▶ SOURCE DOCUMENT:
^^^^
Now let's try the LAVA estimator

In [None]:
# We construct an sklearn API estimator that implements the LAVA method

class Lava(BaseEstimator):

    def __init__(self, *, alpha1=1, alpha2=1, iterations=5):
        self.alpha1 = alpha1 # l1 penalty
        self.alpha2 = alpha2
        self.iterations = iterations

    def fit(self, X, y):
        ridge = Ridge(self.alpha2).fit(X, y)
        lasso = Lasso(self.alpha1).fit(X, y - ridge.predict(X))

        for _ in range(self.iterations - 1):
            ridge = ridge.fit(X, y - lasso.predict(X))
            lasso = lasso.fit(X, y - ridge.predict(X))

        self.lasso_ = lasso
        self.ridge_ = ridge
        return self

    def predict(self, X):
        return self.lasso_.predict(X) + self.ridge_.predict(X)
^^^^
▶ WRITTEN REQUEST:
Reproduce the part of the LAVA estimator code from "lasso = Lasso(self.alpha1).fit(X, y" up to and including "self.lasso_.predict(X) + self.ridge_.predict(X)". This material has no connection to the LAVA estimator code.

▶ Data entries:
^^^^
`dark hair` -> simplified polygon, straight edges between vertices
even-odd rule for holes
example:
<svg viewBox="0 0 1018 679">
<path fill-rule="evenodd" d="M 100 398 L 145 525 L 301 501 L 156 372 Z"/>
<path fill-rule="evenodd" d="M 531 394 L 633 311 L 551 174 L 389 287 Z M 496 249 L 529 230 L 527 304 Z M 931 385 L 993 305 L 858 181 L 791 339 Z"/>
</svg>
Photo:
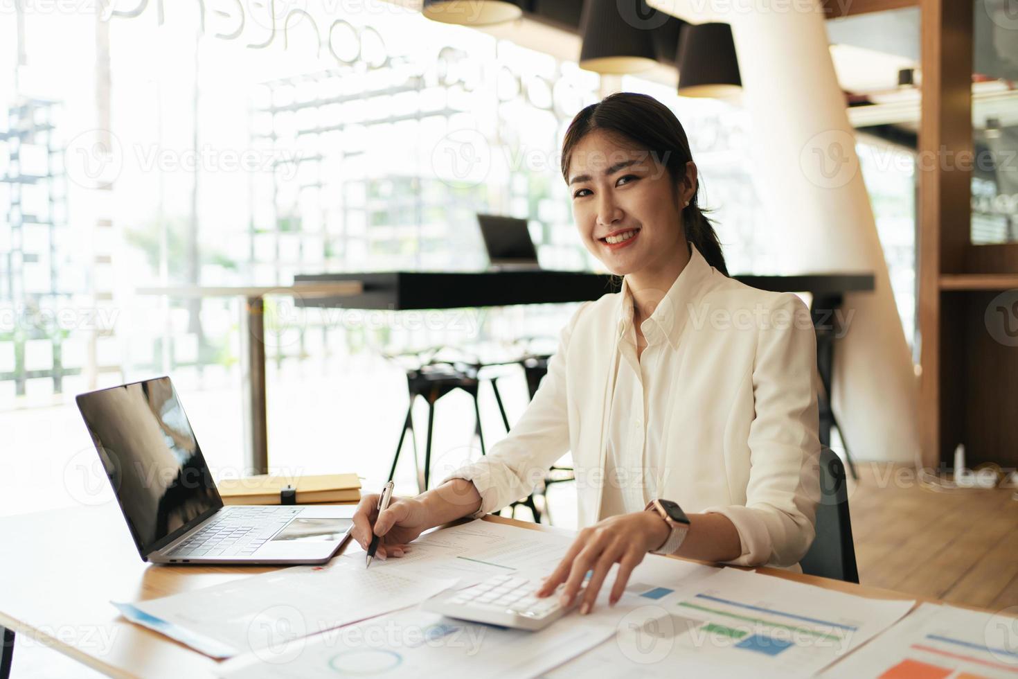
^^^^
▶ EXPECTED OUTPUT:
lasso = Lasso(self.alpha1).fit(X, y - ridge.predict(X))

        for _ in range(self.iterations - 1):
            ridge = ridge.fit(X, y - lasso.predict(X))
            lasso = lasso.fit(X, y - ridge.predict(X))

        self.lasso_ = lasso
        self.ridge_ = ridge
        return self

    def predict(self, X):
        return self.lasso_.predict(X) + self.ridge_.predict(X)